Top of INPUT

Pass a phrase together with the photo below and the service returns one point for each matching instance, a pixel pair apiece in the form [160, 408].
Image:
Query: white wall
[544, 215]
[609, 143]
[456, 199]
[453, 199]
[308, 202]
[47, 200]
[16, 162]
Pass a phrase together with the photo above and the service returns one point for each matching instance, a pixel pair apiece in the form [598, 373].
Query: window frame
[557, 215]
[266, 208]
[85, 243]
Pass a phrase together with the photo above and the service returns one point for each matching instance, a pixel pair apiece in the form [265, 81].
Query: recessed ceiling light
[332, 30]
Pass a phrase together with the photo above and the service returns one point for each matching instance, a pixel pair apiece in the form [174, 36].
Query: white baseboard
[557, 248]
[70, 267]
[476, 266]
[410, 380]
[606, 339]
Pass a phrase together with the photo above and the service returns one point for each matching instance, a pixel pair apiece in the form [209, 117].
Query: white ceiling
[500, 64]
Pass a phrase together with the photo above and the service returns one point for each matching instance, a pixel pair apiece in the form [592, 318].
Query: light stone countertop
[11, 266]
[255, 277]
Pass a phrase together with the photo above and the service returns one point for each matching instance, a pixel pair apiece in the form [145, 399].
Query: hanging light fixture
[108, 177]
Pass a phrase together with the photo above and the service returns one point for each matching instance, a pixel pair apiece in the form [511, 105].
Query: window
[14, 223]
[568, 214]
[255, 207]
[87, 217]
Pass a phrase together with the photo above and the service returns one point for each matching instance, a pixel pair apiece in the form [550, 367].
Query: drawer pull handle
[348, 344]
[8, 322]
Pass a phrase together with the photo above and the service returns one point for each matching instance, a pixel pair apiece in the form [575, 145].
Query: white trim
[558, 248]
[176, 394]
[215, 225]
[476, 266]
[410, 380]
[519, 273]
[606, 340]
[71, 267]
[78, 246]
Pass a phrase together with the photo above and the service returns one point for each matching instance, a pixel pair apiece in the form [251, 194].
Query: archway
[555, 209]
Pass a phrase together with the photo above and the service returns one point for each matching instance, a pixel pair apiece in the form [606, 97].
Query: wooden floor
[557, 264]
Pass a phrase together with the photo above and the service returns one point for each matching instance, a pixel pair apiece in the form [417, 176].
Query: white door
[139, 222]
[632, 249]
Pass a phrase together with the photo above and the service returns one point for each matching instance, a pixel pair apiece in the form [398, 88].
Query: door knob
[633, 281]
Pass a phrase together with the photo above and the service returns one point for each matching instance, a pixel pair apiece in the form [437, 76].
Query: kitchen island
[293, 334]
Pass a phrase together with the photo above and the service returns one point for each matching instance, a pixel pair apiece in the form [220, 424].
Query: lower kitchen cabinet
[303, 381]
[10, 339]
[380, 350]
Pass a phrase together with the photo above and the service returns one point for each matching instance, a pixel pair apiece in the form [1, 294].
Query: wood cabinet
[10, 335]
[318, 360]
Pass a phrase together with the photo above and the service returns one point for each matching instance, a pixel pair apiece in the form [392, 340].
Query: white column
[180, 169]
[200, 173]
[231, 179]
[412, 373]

Bottom of INPUT

WHAT IS BEING ASKED:
The complete listing is needed again, with each line reproduced exactly.

COMPLETED EXERCISE:
Pass a phrase together with the photo below and the service returns one point for each matching instance, a pixel pair apiece in the form [160, 408].
Image:
Query: white wall
[544, 215]
[609, 143]
[456, 199]
[453, 199]
[308, 202]
[47, 200]
[16, 162]
Pass a phrase together with the photo above and the service returns one point for each matching instance, a pixel pair apiece in the form [598, 373].
Query: window frame
[557, 215]
[266, 208]
[85, 243]
Pass a phrase together with the photo above and the service returns one point for each matching instance, a pixel pair apiece in the form [265, 81].
Query: recessed ceiling light
[332, 30]
Pass a phrase together with the photo above and the service returns one point for each matching instance, a pixel pair apiece in the form [174, 36].
Query: white baseboard
[557, 248]
[70, 267]
[476, 266]
[410, 380]
[606, 339]
Pass a phrase together with the photo above and the service returns one point for each matching instance, a pixel pair apiece in the form [209, 117].
Query: white ceiling
[500, 64]
Pass a phrase together with the photo above and the service returns one point for each matching instance, a pixel pair apiece in the form [592, 318].
Query: light stone countertop
[11, 266]
[255, 277]
Pass a phrase together with the photo above and the service returns one point for each matching instance, a pixel pair apiece in the form [145, 399].
Query: hanging light fixture
[108, 177]
Pass a phrase together with the photo above and the service returns one point for each matching instance, a pixel pair apiece in the form [511, 105].
Query: window
[14, 223]
[568, 214]
[255, 207]
[87, 217]
Pass a phrase together with the photo above and the service returns one point for each matching instance, a pixel pair apiece in the form [550, 367].
Query: drawer pull handle
[348, 344]
[8, 322]
Pass a phrase together with the photo above and the service returns one point for each matching instance, a pixel pair apiece in the form [575, 145].
Query: white trim
[558, 248]
[176, 394]
[215, 225]
[476, 266]
[410, 380]
[519, 273]
[606, 340]
[71, 267]
[78, 246]
Pass a phrase together with the photo above and the service returns one point for each matching instance, a pixel pair apiece in the form [251, 194].
Query: archway
[555, 209]
Pass a phrase together with the photo above and the service returns one point for each matching instance, a pixel pair apiece in the form [606, 97].
Query: wooden floor
[557, 264]
Pass a phrase together with the photo above and the service returns one point for each matching instance, a pixel pair apiece in the form [417, 176].
Query: white door
[139, 222]
[632, 249]
Pass a phrase together with the photo above and the service returns one point for each matching instance, a pixel pair apiece in the form [398, 88].
Query: door knob
[633, 281]
Pass a phrase together with the photo above and the service returns one point for each matching instance, a pixel pair apiece in the form [437, 76].
Query: kitchen island
[293, 334]
Pass a phrase together with the photo above and the service returns one point for each matching instance, a pixel pair apiece in the form [220, 424].
Query: lower kitchen cabinet
[303, 381]
[10, 339]
[380, 350]
Pass a phrase together with the photo above and the service returns one point for each matching instance, a pixel pair apiece in the form [1, 294].
Query: wood cabinet
[10, 335]
[318, 360]
Pass a phrase together with the photo above and the service returns one point for each matching instance, a pixel pair apiece in the form [392, 340].
Query: white column
[180, 169]
[200, 173]
[231, 179]
[412, 373]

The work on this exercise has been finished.